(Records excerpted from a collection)
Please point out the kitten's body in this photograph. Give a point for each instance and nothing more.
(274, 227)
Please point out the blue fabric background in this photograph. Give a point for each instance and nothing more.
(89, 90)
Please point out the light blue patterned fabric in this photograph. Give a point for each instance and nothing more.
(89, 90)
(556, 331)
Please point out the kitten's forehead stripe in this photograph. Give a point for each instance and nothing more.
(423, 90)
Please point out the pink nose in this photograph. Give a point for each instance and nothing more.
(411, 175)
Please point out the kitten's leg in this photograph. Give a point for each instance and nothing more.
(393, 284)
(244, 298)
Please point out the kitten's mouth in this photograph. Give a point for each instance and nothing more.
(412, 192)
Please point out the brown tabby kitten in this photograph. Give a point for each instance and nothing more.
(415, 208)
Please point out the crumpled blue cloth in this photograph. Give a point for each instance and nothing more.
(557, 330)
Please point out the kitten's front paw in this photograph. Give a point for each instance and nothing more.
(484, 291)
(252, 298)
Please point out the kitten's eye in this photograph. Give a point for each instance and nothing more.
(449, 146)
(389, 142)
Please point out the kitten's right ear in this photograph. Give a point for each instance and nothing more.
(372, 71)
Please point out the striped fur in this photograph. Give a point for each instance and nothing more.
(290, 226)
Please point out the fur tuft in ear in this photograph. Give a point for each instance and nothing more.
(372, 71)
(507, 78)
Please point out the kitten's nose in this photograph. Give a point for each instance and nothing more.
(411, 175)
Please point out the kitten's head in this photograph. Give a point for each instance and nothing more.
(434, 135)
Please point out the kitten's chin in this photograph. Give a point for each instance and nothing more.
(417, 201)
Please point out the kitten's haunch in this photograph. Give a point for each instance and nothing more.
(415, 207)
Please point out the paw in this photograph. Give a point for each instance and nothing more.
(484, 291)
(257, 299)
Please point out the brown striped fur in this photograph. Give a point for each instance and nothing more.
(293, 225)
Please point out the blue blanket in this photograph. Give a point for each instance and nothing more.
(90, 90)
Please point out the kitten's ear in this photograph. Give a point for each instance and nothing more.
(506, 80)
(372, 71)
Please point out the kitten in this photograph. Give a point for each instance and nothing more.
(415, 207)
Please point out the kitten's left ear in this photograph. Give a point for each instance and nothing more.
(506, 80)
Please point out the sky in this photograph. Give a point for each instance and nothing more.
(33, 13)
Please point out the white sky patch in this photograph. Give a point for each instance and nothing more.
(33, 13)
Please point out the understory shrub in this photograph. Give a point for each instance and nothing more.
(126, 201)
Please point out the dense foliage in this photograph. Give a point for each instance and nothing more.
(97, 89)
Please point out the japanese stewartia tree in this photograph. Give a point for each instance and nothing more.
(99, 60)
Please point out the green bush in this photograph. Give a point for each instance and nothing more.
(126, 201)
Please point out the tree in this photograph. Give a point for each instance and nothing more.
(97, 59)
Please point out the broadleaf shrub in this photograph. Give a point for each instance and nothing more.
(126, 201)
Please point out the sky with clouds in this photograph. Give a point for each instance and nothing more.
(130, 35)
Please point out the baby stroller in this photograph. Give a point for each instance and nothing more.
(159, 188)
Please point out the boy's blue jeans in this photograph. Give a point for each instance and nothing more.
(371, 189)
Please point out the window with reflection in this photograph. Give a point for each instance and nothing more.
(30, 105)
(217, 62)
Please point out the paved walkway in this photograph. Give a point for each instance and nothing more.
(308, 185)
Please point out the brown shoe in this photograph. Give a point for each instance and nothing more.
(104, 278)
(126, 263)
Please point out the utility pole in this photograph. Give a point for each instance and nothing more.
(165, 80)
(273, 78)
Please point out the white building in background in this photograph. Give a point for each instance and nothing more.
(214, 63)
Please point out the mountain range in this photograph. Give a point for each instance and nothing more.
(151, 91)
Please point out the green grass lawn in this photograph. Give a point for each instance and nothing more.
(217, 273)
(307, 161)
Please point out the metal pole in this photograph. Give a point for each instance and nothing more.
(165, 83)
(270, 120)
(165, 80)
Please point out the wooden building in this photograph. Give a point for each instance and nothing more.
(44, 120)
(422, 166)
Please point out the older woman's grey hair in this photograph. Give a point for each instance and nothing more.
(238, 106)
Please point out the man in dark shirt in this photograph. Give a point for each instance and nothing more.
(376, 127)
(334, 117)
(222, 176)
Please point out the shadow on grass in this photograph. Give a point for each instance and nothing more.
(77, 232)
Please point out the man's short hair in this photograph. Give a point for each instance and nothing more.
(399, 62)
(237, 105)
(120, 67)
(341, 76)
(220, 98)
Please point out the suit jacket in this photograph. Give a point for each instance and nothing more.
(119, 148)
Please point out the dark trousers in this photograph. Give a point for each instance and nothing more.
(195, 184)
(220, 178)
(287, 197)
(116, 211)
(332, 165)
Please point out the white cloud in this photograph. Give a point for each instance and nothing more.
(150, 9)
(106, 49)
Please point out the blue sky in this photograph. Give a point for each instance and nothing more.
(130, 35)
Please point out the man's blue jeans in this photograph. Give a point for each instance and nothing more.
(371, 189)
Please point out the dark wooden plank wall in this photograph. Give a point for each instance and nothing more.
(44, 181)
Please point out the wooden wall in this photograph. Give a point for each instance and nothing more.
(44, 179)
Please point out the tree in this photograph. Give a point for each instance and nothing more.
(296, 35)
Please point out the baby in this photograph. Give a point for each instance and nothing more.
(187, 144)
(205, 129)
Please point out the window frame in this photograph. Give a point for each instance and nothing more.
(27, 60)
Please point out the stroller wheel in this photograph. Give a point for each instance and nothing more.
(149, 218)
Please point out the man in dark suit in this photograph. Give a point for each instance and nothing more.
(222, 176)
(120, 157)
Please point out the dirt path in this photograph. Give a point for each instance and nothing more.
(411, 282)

...

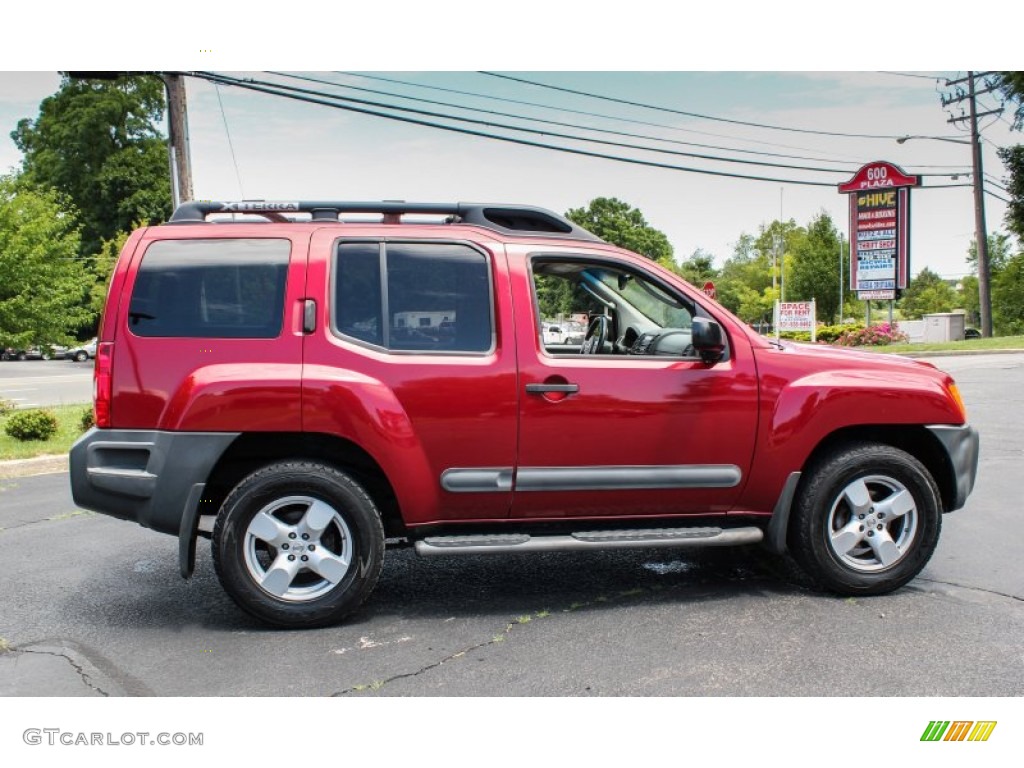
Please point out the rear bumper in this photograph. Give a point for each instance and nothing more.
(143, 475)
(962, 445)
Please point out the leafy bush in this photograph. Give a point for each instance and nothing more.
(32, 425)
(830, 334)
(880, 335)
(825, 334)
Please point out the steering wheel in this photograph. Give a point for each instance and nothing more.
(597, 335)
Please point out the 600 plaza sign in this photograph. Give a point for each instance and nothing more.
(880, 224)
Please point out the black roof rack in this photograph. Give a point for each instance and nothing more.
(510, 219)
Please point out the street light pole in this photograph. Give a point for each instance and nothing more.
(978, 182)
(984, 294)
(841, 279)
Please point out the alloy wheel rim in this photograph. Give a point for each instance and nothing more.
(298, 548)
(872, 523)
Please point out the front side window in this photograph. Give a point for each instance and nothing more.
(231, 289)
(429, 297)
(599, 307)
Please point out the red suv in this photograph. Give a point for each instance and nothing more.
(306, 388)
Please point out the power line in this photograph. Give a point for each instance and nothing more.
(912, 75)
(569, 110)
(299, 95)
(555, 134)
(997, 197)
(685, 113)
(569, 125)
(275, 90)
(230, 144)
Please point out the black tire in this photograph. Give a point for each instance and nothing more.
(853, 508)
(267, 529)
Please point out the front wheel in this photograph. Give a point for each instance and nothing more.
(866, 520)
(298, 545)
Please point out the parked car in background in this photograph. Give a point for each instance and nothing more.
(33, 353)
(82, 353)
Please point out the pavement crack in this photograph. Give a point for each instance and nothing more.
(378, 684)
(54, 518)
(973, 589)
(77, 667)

Problem to solve:
Show every line in the entries above that contains the word "stroller", copying each one in full.

Answer to this exercise:
Please point out the baby stroller in this photograph. Give a point for each instance and nothing more.
Please point out the stroller wheel in this photograph. Give a point for each instance and nothing more.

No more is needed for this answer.